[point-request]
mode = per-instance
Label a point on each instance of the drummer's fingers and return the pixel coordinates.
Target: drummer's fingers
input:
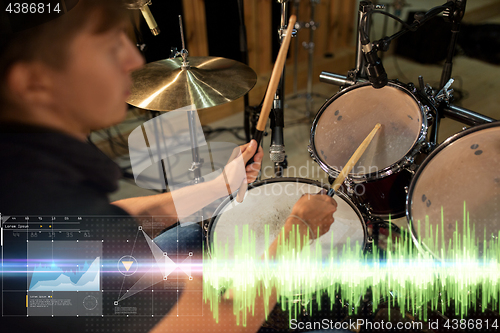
(333, 202)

════

Except for the pictures, set down each line of the records exactly as it appears.

[point-request]
mode = per-instance
Label a point on each instance of the drummer's fingers and return the pixel coordinates.
Target: drummer's fingers
input:
(333, 202)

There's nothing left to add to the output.